“We are raising a generation of children with stunted lung capacity,” an expert stressed.
Diesel pollution permanently stunts children’s lungs
Those of us who are exposed to high levels of air pollution daily in congested urban areas know the symptoms well: frequent bouts of fatigue and dizziness, persistent irritation in the throat, recurrent coughs. Yet once we move from areas of toxic air, these symptoms tend to ease up and then cease altogether. We’re none the worse for being exposed to bad air for long periods in the past.
Or so it may appear. Often, however, long-term exposure to high levels of airborne pollutants leaves its marks permanently on our bodies. This especially applies to young children, whose bodies are still developing.
Pollutants emitted by diesel vehicles are causing the lungs of children to get stunted permanently, according to the findings of a major study conducted by British researchers on 2,000 children in London. The youngsters may end up with poor lung capacity for life. Many of them could also develop respiratory diseases and symptoms associated with asthma as a result of exposure to diesel fumes.
“Traffic pollution harms children’s health, particularly [their] development of lungs,” stressed Chris Griffiths, professor of primary care at Queen Mary University in London, who co-led the research. “We are raising a generation of children with stunted lung capacity.”
And London is hardly alone in its perennial bad air. “Air quality in London is bad, but it is similarly bad in other UK cities and cities across Europe, and of course in India and China it is notoriously bad,” the researcher noted.
Just as disconcertingly, the researchers found no evidence that Low Emission Zones, which were set up in 2008 around London to try and limit pollutants released by vehicles, “did not reduce ambient air pollution levels, or affect the prevalence of respiratory/allergic symptoms over the period studied.” High levels of nitrogen dioxide and nitrogen oxide from diesel emissions were still found to be present in these zones.
Griffiths said policymakers and automakers were both to blame for the large amounts of pollutants released by diesel vehicles. “This reflects a car industry that has deceived the consumer and central government, which continues to fail to act decisively to ensure towns and cities cut traffic,” he said. “The public very much wants better air quality, and they are right.”
Recently experts at the U.S.’s Environmental Protection Agency found that the prominent German automaker Volkswagen Group, which manufactures a plethora of famed car brands from Porsche and Audi to Bentley and Bugatti, sought to deceive regulators by programming turbocharged direct injection (TDI) engines in some 11 million of its diesel-fueled vehicles worldwide in a way that their emissions controls are activated only during laboratory emissions tests.
This trick allowed half a million diesel vehicles manufactured by the company and sold in the U.S. to pass local low-emission requirements during regulatory testing between 2009 and 2015. Yet the vehicles continued to emit up to 40 times more nitrogen oxides in real-world driving. Following the scandal, Audi’s CEO Rupert Stadler was arrested in Germany and remains in custody.

◆ SOURCE DATA:
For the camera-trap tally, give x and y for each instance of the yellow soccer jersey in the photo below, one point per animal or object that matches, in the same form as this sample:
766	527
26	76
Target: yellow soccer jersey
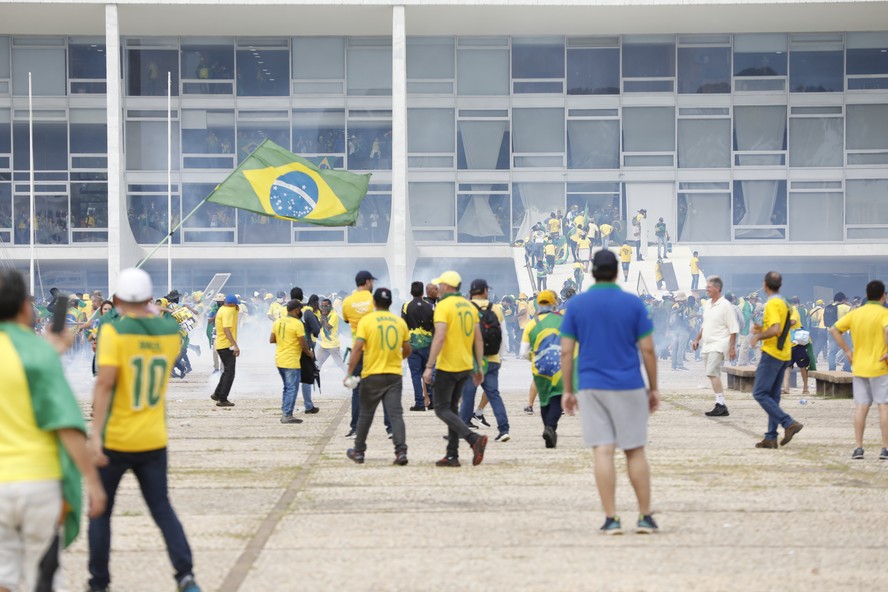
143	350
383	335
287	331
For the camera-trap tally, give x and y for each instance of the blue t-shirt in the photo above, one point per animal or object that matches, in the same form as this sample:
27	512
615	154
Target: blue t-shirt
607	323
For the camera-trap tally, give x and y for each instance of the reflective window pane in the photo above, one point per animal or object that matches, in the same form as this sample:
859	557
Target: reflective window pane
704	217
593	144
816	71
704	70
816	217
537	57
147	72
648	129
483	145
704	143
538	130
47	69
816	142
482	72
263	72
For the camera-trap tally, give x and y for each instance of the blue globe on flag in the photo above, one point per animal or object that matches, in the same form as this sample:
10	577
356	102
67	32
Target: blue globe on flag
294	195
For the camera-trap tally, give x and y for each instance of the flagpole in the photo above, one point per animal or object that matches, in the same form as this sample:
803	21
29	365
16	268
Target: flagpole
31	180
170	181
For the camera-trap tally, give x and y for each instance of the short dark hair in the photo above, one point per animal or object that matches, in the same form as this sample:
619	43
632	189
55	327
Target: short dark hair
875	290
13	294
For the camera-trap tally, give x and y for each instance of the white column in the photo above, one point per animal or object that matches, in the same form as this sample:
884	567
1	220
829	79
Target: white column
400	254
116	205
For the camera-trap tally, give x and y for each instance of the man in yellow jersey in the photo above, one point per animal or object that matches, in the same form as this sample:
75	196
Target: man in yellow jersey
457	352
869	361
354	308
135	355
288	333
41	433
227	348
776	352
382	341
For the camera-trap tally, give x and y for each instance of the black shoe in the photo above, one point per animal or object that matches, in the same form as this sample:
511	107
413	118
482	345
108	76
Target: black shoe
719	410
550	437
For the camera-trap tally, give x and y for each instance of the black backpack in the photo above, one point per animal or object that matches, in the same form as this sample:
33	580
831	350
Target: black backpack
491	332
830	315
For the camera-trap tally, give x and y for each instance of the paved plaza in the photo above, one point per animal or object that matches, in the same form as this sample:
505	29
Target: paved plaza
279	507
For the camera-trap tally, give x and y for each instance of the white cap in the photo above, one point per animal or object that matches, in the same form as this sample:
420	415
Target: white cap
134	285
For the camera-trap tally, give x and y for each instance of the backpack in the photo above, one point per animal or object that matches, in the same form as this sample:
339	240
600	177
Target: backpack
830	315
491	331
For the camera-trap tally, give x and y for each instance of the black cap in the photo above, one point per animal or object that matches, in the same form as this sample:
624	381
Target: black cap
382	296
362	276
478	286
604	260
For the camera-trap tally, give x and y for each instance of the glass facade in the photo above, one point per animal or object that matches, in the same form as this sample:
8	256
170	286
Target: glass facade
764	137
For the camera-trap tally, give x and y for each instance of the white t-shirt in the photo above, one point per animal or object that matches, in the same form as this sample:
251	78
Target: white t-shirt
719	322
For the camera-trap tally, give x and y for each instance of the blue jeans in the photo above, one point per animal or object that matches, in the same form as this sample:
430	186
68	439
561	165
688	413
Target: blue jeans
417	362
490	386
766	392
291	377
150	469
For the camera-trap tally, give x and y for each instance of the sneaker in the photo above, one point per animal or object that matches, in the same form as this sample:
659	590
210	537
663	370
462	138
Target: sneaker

* * *

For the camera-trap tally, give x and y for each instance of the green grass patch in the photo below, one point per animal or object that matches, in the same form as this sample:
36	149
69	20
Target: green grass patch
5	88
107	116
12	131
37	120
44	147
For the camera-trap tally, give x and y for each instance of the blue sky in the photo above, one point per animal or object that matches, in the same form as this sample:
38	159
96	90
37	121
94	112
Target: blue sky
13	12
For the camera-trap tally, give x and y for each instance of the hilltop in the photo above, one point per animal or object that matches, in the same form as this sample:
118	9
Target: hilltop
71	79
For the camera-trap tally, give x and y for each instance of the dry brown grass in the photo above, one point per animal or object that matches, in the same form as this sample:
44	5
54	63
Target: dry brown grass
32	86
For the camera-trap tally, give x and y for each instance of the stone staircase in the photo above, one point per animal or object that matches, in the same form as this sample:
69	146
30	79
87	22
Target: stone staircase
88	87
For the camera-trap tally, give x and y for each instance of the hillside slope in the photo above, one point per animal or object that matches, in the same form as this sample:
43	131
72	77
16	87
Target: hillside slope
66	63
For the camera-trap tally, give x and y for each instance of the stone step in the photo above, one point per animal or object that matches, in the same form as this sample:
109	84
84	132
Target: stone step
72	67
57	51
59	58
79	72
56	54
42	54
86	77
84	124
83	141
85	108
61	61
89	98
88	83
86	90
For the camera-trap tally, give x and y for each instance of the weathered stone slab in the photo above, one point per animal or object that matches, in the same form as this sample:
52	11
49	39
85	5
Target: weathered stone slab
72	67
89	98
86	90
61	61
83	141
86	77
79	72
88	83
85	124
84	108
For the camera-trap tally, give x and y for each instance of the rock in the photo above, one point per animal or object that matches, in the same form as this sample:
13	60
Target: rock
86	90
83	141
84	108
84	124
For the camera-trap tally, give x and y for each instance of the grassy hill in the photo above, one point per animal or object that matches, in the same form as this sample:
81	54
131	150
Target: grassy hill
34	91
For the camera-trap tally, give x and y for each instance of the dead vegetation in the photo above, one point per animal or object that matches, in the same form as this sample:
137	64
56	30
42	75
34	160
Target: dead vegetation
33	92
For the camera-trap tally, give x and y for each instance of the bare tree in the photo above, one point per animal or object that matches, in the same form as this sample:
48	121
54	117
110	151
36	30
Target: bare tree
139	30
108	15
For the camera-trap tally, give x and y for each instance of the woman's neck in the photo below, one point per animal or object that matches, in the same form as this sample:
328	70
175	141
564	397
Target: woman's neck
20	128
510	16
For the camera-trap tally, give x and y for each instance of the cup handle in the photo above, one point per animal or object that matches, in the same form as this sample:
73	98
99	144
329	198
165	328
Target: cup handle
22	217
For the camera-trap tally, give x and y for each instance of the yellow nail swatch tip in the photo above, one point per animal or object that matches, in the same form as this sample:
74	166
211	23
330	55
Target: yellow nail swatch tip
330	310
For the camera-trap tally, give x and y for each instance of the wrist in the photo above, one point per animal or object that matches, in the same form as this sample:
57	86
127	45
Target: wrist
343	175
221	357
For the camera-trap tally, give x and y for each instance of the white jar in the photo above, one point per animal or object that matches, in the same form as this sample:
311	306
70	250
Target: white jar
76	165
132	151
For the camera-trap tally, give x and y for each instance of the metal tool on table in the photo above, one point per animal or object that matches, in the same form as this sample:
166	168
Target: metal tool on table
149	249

--

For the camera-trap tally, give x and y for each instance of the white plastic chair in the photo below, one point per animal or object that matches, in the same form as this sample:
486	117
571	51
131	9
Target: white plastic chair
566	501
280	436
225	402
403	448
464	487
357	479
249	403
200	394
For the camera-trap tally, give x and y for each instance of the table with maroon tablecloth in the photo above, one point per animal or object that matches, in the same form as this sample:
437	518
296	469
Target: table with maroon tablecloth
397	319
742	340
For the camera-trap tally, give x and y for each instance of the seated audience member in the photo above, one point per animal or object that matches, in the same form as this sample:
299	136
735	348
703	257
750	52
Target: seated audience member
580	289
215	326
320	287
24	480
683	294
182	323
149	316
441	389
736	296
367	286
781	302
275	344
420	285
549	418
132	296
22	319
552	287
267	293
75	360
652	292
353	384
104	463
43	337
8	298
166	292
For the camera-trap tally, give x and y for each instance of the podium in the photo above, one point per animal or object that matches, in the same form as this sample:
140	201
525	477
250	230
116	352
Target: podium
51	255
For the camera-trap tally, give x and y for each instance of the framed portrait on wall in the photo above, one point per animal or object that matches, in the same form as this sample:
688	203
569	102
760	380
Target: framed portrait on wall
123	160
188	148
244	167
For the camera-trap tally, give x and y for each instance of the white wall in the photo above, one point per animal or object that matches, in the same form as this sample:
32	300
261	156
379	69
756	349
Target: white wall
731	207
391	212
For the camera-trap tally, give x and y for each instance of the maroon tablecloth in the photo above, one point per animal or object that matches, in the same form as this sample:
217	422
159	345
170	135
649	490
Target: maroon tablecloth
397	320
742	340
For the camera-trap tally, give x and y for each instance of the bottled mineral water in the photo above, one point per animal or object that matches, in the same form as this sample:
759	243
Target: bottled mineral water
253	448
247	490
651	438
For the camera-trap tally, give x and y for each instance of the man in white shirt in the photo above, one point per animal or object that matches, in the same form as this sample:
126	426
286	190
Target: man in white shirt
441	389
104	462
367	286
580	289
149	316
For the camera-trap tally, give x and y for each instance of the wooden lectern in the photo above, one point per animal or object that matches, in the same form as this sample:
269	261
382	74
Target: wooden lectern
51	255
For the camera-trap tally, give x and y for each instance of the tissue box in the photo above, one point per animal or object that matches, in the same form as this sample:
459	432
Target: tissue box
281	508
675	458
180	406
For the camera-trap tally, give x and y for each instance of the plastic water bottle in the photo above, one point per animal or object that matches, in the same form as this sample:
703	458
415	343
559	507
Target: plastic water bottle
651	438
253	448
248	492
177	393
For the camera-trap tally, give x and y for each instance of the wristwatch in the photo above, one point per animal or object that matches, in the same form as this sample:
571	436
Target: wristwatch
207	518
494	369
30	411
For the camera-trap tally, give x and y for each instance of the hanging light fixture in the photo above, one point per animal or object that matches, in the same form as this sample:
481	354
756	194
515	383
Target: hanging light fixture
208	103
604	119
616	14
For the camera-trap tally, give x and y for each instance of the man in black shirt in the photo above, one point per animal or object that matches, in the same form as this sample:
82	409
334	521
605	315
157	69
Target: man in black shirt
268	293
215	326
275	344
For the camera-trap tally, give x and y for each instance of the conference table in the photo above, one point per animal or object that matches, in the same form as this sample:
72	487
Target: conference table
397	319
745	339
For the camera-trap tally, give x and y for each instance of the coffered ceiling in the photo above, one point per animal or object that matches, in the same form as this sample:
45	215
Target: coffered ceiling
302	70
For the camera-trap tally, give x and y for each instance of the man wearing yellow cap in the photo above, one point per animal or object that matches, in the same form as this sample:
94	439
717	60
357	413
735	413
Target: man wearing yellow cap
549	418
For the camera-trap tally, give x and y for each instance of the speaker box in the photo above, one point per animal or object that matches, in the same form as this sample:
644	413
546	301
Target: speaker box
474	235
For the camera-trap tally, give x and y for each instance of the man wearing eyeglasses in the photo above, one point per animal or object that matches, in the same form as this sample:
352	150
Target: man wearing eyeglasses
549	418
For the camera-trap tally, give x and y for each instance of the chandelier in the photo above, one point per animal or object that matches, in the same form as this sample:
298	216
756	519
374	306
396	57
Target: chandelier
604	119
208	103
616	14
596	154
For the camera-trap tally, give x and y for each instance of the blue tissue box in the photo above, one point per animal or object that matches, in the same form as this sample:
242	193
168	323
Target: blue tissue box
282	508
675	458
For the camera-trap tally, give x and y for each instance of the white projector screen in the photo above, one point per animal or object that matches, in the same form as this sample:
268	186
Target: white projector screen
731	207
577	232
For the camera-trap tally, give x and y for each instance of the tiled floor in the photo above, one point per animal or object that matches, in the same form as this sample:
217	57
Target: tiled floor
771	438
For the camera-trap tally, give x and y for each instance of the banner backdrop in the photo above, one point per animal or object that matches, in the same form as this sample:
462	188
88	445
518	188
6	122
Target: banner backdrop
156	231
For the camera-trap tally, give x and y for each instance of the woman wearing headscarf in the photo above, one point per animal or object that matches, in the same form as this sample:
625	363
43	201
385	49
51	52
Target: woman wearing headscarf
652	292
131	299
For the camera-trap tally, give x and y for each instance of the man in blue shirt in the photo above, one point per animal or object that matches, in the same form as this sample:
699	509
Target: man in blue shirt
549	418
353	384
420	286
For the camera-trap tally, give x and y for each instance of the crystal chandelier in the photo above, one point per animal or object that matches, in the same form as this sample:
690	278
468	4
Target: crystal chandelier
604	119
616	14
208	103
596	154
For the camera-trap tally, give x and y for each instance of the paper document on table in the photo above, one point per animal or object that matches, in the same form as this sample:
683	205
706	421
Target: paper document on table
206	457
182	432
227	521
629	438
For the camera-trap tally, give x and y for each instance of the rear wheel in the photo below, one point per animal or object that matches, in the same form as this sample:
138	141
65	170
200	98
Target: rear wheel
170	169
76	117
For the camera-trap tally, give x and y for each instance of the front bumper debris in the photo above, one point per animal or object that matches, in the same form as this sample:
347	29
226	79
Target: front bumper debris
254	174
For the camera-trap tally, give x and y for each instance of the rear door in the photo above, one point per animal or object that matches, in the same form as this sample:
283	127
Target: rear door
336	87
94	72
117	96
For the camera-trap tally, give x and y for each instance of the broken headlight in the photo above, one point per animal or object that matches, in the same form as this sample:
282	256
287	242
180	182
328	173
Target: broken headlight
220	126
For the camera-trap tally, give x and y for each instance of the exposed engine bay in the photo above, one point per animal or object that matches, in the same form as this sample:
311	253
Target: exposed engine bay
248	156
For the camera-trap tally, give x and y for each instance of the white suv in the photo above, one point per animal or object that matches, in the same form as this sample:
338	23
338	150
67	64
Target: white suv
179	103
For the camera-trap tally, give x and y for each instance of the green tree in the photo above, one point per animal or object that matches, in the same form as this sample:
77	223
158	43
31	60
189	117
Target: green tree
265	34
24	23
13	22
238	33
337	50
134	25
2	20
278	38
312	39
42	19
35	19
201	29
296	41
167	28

◆ BRIEF: Summarize the article on diesel pollution and children's lungs in three sentences.

◆ RESULT: A study by British researchers of 2,000 children in London found that diesel vehicle pollutants permanently stunt children's lungs, which can leave them with poor lung capacity for life and expose them to respiratory diseases and asthma-related symptoms. The researchers found no evidence that London's Low Emission Zones, set up in 2008, reduced air pollution or respiratory and allergic symptoms, and co-lead researcher Chris Griffiths blamed both the car industry and central government. The U.S. Environmental Protection Agency found that Volkswagen programmed some 11 million diesel vehicles to activate emissions controls only during lab tests, which let half a million vehicles sold in the U.S. pass testing while emitting up to 40 times more nitrogen oxides in real-world driving.